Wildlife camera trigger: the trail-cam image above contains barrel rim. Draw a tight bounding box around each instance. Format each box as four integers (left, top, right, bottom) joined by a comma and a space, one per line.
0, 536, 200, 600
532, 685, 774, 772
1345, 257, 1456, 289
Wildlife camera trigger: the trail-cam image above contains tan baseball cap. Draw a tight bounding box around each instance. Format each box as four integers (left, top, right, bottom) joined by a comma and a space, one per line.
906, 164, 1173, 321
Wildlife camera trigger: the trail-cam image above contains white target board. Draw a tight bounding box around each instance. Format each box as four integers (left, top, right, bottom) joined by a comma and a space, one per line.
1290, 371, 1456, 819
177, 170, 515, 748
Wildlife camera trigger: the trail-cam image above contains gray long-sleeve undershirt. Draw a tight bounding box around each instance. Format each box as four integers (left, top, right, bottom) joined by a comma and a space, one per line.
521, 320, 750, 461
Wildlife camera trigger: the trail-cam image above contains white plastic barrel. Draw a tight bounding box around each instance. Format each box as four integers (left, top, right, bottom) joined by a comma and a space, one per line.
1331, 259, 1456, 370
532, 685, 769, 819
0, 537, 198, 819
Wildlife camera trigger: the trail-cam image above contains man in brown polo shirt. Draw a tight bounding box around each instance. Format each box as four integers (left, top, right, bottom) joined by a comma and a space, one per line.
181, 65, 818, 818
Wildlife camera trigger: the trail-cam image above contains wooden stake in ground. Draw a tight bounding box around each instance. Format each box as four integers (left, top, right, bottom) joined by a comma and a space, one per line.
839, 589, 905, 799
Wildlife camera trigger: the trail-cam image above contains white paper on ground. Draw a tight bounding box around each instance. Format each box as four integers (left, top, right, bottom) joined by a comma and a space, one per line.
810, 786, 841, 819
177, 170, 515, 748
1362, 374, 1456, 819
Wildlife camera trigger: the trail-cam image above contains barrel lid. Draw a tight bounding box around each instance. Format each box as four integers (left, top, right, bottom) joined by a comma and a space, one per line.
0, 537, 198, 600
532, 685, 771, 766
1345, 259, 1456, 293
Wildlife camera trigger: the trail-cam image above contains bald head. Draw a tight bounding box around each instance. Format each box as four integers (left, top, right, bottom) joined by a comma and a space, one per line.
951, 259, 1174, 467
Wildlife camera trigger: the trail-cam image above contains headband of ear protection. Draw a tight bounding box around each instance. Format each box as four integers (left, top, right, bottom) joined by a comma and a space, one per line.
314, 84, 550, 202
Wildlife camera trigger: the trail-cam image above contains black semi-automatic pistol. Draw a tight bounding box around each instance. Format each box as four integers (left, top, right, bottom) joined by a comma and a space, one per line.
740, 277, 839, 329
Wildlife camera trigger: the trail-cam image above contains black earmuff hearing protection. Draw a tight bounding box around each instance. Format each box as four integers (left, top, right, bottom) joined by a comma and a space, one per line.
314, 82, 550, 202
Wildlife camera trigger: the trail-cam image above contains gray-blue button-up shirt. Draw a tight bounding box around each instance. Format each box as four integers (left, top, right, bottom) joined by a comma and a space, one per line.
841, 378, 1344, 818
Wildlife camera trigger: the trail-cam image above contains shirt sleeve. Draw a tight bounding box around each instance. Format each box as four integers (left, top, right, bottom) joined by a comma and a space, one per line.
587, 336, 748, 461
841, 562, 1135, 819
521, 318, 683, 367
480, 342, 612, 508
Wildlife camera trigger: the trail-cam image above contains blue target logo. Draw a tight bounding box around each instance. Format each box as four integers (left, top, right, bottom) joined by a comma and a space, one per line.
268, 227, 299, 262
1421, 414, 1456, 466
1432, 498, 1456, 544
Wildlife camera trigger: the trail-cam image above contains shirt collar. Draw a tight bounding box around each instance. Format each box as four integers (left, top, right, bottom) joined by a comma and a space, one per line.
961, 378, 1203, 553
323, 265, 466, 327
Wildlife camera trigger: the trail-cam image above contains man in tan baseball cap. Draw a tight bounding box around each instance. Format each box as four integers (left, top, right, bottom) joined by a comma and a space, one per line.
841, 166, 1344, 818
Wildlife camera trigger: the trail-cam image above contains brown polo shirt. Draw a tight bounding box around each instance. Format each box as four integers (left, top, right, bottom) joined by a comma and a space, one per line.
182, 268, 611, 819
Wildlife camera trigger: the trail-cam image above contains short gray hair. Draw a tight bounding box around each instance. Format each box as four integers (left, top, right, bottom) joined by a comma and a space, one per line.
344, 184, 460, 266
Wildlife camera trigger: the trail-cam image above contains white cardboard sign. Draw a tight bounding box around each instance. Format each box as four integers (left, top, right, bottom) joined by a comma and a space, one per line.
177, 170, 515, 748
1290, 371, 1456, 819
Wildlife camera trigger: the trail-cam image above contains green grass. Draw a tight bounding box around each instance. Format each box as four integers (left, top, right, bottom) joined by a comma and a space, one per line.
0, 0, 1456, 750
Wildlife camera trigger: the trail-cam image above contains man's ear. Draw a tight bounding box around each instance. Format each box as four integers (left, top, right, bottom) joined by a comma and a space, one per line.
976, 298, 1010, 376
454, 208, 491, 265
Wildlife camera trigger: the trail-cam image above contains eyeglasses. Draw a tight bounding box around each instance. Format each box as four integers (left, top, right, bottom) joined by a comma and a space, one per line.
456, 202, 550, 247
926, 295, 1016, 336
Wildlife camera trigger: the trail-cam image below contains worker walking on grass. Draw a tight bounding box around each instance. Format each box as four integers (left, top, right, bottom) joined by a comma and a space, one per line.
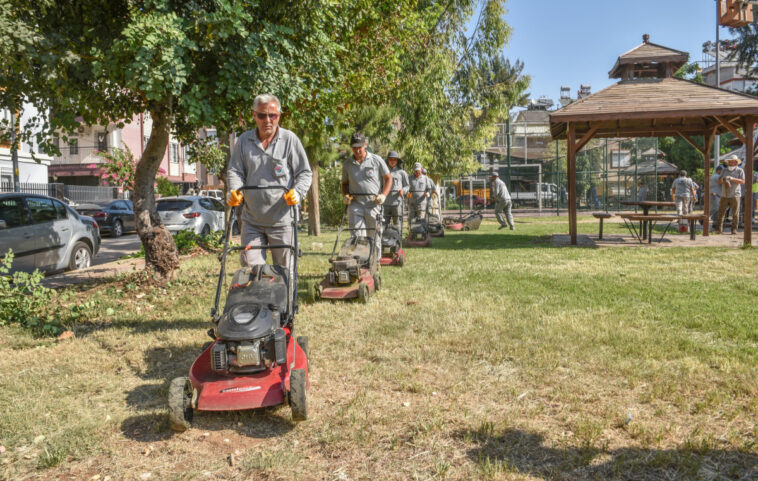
227, 95, 313, 266
342, 132, 392, 259
384, 150, 410, 226
408, 162, 433, 225
671, 170, 697, 229
716, 154, 745, 234
490, 171, 516, 230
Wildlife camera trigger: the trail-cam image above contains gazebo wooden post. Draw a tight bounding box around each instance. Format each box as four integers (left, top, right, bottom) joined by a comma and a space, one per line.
566, 122, 577, 246
703, 130, 714, 237
742, 117, 755, 247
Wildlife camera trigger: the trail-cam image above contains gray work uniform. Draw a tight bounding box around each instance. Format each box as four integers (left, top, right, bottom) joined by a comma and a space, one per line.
671, 177, 697, 215
384, 164, 410, 226
227, 127, 313, 267
716, 167, 745, 233
708, 174, 722, 224
342, 152, 390, 252
491, 179, 515, 230
408, 174, 434, 225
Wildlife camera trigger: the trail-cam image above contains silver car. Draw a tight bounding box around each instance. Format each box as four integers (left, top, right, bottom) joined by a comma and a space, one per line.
156, 195, 224, 235
0, 193, 100, 273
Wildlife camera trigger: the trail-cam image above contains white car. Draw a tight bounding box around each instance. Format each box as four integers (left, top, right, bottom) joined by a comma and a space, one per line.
156, 195, 224, 235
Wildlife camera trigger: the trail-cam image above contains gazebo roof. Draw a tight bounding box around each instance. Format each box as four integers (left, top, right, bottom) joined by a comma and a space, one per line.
550, 78, 758, 139
608, 36, 690, 78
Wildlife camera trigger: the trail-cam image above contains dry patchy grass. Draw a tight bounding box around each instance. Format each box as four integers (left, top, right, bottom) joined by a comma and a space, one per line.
0, 219, 758, 481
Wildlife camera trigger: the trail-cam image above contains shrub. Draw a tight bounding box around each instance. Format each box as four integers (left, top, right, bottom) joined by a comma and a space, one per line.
0, 250, 65, 335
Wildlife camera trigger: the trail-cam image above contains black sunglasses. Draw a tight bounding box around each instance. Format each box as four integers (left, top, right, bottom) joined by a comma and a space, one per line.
255, 112, 279, 120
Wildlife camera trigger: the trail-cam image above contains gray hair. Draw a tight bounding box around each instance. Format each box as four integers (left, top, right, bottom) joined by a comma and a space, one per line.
253, 94, 282, 113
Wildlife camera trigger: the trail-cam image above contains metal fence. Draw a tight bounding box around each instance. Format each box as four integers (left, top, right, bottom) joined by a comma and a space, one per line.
0, 182, 121, 203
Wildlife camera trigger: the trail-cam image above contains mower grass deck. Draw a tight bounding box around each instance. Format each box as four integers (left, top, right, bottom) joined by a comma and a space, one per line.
189, 329, 310, 411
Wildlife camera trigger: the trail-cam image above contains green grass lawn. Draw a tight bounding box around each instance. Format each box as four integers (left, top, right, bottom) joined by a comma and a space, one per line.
0, 217, 758, 481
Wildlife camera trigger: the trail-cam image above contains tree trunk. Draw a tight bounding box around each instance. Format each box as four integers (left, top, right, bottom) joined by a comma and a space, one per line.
308, 161, 321, 237
134, 107, 179, 279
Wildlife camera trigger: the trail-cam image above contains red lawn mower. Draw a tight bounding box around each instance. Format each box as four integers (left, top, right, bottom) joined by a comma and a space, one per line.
168, 186, 309, 431
313, 194, 383, 303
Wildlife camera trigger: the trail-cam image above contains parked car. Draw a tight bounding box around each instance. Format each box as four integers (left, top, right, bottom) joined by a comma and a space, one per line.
0, 193, 100, 273
200, 189, 224, 201
76, 200, 137, 237
456, 194, 487, 209
156, 195, 224, 235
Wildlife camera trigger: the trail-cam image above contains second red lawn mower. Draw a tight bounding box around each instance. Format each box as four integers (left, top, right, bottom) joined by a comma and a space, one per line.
168, 186, 309, 431
313, 194, 383, 303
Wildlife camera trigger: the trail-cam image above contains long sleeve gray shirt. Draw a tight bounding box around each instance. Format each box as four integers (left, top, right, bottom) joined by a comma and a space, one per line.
226, 127, 313, 227
491, 179, 511, 202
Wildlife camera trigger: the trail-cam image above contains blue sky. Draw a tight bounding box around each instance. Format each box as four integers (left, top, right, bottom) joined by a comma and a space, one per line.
498, 0, 731, 104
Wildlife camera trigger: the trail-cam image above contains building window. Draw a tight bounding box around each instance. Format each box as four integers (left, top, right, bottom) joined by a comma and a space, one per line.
95, 132, 108, 152
170, 142, 179, 164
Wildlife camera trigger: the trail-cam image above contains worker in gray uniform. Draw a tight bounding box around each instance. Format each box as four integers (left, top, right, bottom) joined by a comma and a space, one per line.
671, 170, 697, 215
342, 132, 392, 259
709, 164, 724, 229
408, 162, 432, 225
384, 150, 410, 226
227, 95, 313, 266
490, 171, 516, 230
716, 154, 745, 234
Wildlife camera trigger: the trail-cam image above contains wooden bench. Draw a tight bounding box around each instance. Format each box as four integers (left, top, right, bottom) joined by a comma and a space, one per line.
619, 214, 679, 244
679, 214, 709, 240
592, 212, 613, 240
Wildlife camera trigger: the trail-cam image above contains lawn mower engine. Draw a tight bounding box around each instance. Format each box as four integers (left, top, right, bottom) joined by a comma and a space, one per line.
328, 237, 371, 285
382, 224, 400, 257
211, 264, 288, 374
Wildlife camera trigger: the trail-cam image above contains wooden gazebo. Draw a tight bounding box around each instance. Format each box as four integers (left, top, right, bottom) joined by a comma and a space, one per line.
550, 35, 758, 245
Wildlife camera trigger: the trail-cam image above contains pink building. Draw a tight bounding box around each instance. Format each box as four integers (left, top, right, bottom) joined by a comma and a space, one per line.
48, 114, 218, 192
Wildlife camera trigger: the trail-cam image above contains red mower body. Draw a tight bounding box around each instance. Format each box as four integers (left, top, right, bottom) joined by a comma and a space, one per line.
318, 267, 377, 299
189, 328, 310, 411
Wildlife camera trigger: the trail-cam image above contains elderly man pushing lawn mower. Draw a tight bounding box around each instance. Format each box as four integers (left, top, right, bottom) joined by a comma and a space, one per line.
408, 162, 434, 225
490, 172, 516, 230
342, 132, 392, 259
227, 95, 313, 266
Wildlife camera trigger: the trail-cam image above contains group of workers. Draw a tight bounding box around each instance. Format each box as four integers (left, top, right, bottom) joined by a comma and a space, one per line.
227, 95, 476, 274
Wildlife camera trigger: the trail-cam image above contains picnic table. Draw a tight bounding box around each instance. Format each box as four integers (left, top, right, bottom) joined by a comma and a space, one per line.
619, 214, 679, 244
619, 200, 676, 240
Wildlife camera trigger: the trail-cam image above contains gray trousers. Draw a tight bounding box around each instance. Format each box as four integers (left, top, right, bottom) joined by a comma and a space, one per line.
709, 194, 721, 224
347, 202, 383, 259
495, 200, 514, 227
408, 197, 427, 225
240, 222, 294, 267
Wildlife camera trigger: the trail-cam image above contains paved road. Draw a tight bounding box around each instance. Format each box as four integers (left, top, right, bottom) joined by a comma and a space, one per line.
92, 234, 141, 266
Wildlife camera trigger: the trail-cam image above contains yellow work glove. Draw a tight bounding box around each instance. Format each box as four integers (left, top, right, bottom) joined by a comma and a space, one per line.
284, 189, 300, 205
226, 190, 245, 207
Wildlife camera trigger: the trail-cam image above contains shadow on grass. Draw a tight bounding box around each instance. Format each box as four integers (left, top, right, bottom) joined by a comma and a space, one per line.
456, 429, 758, 481
418, 230, 553, 251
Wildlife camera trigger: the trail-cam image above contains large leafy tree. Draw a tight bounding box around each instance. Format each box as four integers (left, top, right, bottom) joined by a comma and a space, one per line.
0, 0, 340, 275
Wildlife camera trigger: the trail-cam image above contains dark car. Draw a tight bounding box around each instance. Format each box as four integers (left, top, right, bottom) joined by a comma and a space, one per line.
76, 200, 137, 237
0, 193, 100, 272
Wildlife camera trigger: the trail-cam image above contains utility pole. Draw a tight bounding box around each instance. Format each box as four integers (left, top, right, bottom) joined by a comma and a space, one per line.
11, 109, 21, 192
713, 0, 721, 169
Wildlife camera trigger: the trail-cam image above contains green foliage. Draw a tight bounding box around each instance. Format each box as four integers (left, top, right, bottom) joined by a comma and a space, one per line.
674, 62, 705, 84
155, 177, 181, 197
318, 164, 345, 225
0, 250, 65, 335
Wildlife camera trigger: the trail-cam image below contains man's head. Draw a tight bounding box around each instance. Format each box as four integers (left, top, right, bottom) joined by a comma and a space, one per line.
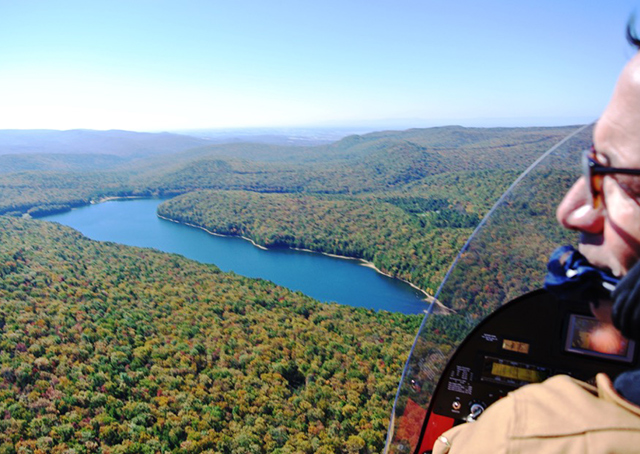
557, 24, 640, 277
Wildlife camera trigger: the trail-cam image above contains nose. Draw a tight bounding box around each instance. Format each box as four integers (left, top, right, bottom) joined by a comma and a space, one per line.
556, 177, 604, 234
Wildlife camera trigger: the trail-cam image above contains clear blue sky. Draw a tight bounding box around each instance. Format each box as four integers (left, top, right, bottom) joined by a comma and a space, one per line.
0, 0, 640, 131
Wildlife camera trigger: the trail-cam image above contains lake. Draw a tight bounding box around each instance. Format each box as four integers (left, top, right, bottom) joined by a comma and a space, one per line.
42, 199, 427, 314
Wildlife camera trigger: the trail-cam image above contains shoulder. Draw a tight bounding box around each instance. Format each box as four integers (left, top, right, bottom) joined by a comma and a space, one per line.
434, 375, 640, 454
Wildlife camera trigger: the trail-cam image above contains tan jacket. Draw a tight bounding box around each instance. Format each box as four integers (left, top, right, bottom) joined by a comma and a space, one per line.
433, 374, 640, 454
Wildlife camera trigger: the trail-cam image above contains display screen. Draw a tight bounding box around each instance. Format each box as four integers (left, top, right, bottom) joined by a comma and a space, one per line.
502, 339, 529, 354
482, 356, 550, 386
565, 314, 635, 362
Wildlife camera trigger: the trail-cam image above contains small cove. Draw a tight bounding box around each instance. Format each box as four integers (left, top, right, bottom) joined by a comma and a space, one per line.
42, 199, 428, 314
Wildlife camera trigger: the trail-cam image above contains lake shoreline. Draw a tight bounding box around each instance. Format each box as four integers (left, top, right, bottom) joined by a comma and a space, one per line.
156, 213, 454, 314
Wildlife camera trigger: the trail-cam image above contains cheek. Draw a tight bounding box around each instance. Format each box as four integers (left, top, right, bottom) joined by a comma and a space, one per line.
604, 183, 640, 275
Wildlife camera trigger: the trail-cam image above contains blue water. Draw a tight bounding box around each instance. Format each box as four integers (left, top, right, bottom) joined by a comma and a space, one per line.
43, 199, 427, 314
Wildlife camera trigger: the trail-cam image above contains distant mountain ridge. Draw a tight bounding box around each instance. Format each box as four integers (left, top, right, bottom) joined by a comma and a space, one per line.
0, 129, 212, 158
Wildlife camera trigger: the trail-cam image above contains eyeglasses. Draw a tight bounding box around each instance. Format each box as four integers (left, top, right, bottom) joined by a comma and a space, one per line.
582, 145, 640, 208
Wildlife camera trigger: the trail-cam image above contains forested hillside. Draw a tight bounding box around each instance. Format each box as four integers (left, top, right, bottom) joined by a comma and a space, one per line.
0, 217, 420, 453
0, 127, 589, 453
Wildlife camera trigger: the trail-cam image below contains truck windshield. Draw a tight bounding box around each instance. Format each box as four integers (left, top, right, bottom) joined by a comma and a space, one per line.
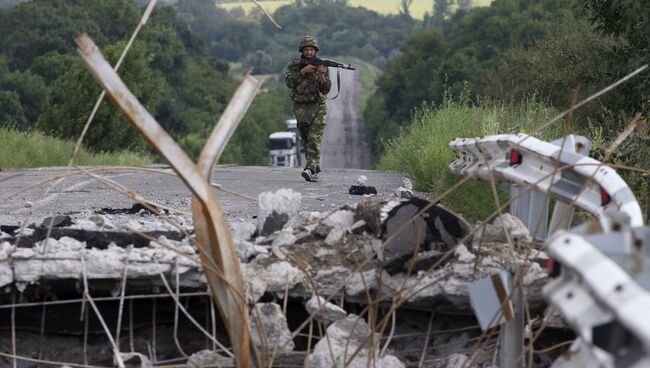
269, 139, 291, 150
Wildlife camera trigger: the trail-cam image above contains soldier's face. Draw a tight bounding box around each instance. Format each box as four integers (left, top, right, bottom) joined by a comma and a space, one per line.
302, 46, 316, 59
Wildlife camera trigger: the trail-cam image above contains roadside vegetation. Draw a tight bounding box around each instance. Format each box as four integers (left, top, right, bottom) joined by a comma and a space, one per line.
0, 128, 154, 169
378, 92, 564, 221
364, 0, 650, 219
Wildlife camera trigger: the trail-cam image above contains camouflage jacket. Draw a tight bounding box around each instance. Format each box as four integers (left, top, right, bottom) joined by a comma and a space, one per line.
284, 59, 332, 103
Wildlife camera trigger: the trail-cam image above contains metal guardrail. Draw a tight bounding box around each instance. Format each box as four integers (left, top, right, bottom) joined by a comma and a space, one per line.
544, 220, 650, 367
449, 134, 643, 226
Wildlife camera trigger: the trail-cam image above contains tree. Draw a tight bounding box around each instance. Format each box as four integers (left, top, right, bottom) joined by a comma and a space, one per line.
581, 0, 650, 115
37, 42, 169, 152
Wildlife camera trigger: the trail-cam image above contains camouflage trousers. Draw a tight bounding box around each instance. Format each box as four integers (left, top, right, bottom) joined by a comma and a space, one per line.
293, 102, 327, 172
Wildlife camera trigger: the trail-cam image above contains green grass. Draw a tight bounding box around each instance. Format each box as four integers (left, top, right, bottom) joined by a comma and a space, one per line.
0, 128, 153, 169
378, 95, 562, 222
216, 0, 492, 19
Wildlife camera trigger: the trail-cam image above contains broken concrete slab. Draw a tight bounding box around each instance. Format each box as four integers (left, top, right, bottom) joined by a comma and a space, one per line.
185, 350, 235, 368
241, 259, 305, 303
250, 303, 294, 357
354, 175, 368, 187
229, 222, 257, 243
381, 198, 469, 275
257, 188, 302, 235
325, 227, 347, 245
305, 295, 348, 322
472, 213, 532, 246
5, 237, 205, 288
113, 353, 153, 368
41, 215, 72, 229
321, 210, 354, 230
305, 314, 405, 368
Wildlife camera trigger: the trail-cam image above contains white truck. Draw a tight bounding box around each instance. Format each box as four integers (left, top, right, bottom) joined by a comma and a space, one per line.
268, 119, 301, 167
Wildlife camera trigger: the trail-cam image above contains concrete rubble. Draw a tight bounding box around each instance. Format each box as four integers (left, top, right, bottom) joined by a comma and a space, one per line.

■ **INSTRUCTION**:
Write out verbatim the part of the records that opens with the line containing "above contains shadow" and closes with the line containing "418, 230, 553, 251", including both of those lines.

■ **ANSWER TO THE EXERCISE**:
Wildlife camera trigger: the trail-cam image above contains shadow on grass. Draw a tight bounding box around each instance. Format each box as four integers (left, top, right, bottom) joined by a comma and a space, one per line.
456, 429, 758, 481
418, 230, 553, 251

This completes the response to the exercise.